── Dataset extract
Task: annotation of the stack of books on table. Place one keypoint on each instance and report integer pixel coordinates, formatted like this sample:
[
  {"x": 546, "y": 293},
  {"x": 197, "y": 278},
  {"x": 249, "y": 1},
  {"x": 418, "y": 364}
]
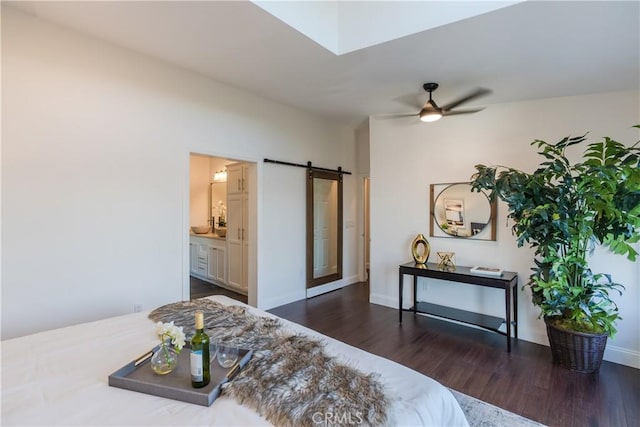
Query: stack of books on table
[{"x": 487, "y": 271}]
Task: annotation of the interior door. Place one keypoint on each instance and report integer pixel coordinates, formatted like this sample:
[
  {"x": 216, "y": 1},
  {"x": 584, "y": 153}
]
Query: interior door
[{"x": 324, "y": 223}]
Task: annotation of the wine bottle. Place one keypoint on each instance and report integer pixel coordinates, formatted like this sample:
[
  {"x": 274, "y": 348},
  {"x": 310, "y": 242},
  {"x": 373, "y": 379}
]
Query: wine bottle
[{"x": 200, "y": 366}]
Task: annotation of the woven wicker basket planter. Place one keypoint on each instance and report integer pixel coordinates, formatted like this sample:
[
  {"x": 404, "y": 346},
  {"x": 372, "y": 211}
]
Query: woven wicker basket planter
[{"x": 577, "y": 351}]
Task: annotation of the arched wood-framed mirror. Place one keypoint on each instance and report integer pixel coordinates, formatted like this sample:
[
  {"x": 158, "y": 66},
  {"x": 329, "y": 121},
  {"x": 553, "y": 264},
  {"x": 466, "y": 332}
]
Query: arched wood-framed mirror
[
  {"x": 456, "y": 211},
  {"x": 324, "y": 227}
]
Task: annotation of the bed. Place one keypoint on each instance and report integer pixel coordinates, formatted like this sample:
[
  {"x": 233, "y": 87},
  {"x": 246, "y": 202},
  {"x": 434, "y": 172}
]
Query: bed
[{"x": 59, "y": 377}]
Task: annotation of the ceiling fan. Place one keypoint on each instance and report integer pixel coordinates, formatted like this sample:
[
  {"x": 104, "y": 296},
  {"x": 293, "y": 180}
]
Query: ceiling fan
[{"x": 431, "y": 112}]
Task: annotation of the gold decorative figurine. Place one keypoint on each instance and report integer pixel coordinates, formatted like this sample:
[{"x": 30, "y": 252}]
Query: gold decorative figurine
[
  {"x": 445, "y": 261},
  {"x": 420, "y": 258}
]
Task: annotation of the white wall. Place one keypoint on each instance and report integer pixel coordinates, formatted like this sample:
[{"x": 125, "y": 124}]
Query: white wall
[
  {"x": 95, "y": 177},
  {"x": 407, "y": 156}
]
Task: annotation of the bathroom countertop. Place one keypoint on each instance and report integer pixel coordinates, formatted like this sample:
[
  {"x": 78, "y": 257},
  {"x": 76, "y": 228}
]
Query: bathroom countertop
[{"x": 209, "y": 235}]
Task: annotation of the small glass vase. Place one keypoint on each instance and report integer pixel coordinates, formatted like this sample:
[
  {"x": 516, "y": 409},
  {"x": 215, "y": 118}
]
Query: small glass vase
[{"x": 165, "y": 359}]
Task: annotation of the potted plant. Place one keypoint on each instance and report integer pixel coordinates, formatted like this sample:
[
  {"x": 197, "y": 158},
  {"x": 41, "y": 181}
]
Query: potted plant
[{"x": 564, "y": 210}]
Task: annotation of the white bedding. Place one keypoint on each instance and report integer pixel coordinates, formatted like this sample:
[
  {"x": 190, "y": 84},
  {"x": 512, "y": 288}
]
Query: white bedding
[{"x": 60, "y": 377}]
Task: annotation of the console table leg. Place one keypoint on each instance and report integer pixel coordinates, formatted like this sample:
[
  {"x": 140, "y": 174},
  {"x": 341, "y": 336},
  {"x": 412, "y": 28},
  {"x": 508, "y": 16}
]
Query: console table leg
[
  {"x": 415, "y": 295},
  {"x": 508, "y": 312},
  {"x": 515, "y": 308},
  {"x": 400, "y": 286}
]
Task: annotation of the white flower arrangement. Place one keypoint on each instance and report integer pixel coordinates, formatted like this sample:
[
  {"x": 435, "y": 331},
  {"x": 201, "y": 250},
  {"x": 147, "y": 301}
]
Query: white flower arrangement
[{"x": 170, "y": 331}]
────
Problem: Your reply should be the entries above, repeated exactly and free of pictures.

Result of this exercise:
Task: annotation of the stack of books on table. Place one keypoint on each instance and report integer pixel coordinates, formatted like this sample:
[
  {"x": 546, "y": 293},
  {"x": 197, "y": 278},
  {"x": 249, "y": 1},
  {"x": 418, "y": 364}
]
Query: stack of books on table
[{"x": 487, "y": 271}]
Task: annotation of the interior door. Place one keypoint on each instance and report integer pixel coordinates, formatted like this sample:
[
  {"x": 216, "y": 1},
  {"x": 584, "y": 153}
]
Query: interior door
[{"x": 324, "y": 223}]
Task: annotation of the wine bottle. Place one keypoint on each instance and report integer pixel coordinates, formatted like this sample:
[
  {"x": 274, "y": 348},
  {"x": 310, "y": 242},
  {"x": 373, "y": 379}
]
Query: wine bottle
[{"x": 200, "y": 366}]
Task: annotation of the woven wicker basket planter. Place one keypoint on each instance and report integer pixel coordinates, formatted like this sample:
[
  {"x": 404, "y": 346},
  {"x": 372, "y": 211}
]
Query: woven wicker basket planter
[{"x": 577, "y": 351}]
Task: annotation of the arched wood-framed mirror. Place one keypoint on each instance and report integer pixel coordinates, formatted like this sample:
[
  {"x": 158, "y": 66},
  {"x": 329, "y": 121},
  {"x": 553, "y": 264},
  {"x": 466, "y": 332}
]
Query: arched wood-framed mirror
[
  {"x": 456, "y": 211},
  {"x": 324, "y": 227}
]
Task: annotation of the bed. Place one keypoint on each instance and report integer pixel coordinates, formatted like this sample:
[
  {"x": 233, "y": 87},
  {"x": 246, "y": 202},
  {"x": 434, "y": 172}
]
Query: bed
[{"x": 59, "y": 377}]
Task: annotation of the ceiling fan. Place one keypoint on each instance and report integer pixel coordinates, formatted like this sample:
[
  {"x": 104, "y": 296},
  {"x": 293, "y": 180}
]
Query: ceiling fan
[{"x": 431, "y": 112}]
Task: annotation of the gold decorative figurine. Place one keypoint on each instance and report integer pixel coordinates, formatted like this sample:
[{"x": 30, "y": 252}]
Query: gold decorative figurine
[
  {"x": 445, "y": 261},
  {"x": 420, "y": 258}
]
Task: annotation of the white wall. Place one keypoint on each instance and report integer pixel coordinates, formatted like this sample:
[{"x": 125, "y": 124}]
Query: white wall
[
  {"x": 95, "y": 177},
  {"x": 407, "y": 156}
]
Task: annotation of the bathroom countertop. Place one keypoint on each instance and report integer pixel coordinates, formatted like this sample:
[
  {"x": 78, "y": 257},
  {"x": 76, "y": 228}
]
Query: bathroom countertop
[{"x": 209, "y": 235}]
Task: annotation of the small glass vase. Place one keypoint on each instance and report integer pixel coordinates, formatted like this sample:
[
  {"x": 516, "y": 409},
  {"x": 215, "y": 118}
]
Query: small glass vase
[{"x": 165, "y": 359}]
Task: annotation of the potted plant. Place one keypoint on each instance and report integer pixel coordinates, formatted like this sample:
[
  {"x": 197, "y": 158},
  {"x": 41, "y": 181}
]
Query: potted plant
[{"x": 564, "y": 210}]
Task: annotation of the white bedding. Place one keypoint on each instance and report integer pixel coordinates, formatted like this sample:
[
  {"x": 190, "y": 84},
  {"x": 512, "y": 288}
]
Query: white bedding
[{"x": 60, "y": 377}]
Task: annotation of the console table leg. Place one keypoint on each instance and report integer pixel coordinates, formatted like this sample:
[
  {"x": 140, "y": 174},
  {"x": 341, "y": 336},
  {"x": 412, "y": 28},
  {"x": 508, "y": 16}
]
Query: console table leg
[
  {"x": 415, "y": 295},
  {"x": 508, "y": 312},
  {"x": 515, "y": 308},
  {"x": 400, "y": 286}
]
Task: annotation of the white flower arrangement. Place one keypoint on each instance and report integer pixel coordinates, formatted like this sample:
[
  {"x": 435, "y": 331},
  {"x": 201, "y": 250},
  {"x": 147, "y": 301}
]
Query: white flower arrangement
[{"x": 170, "y": 331}]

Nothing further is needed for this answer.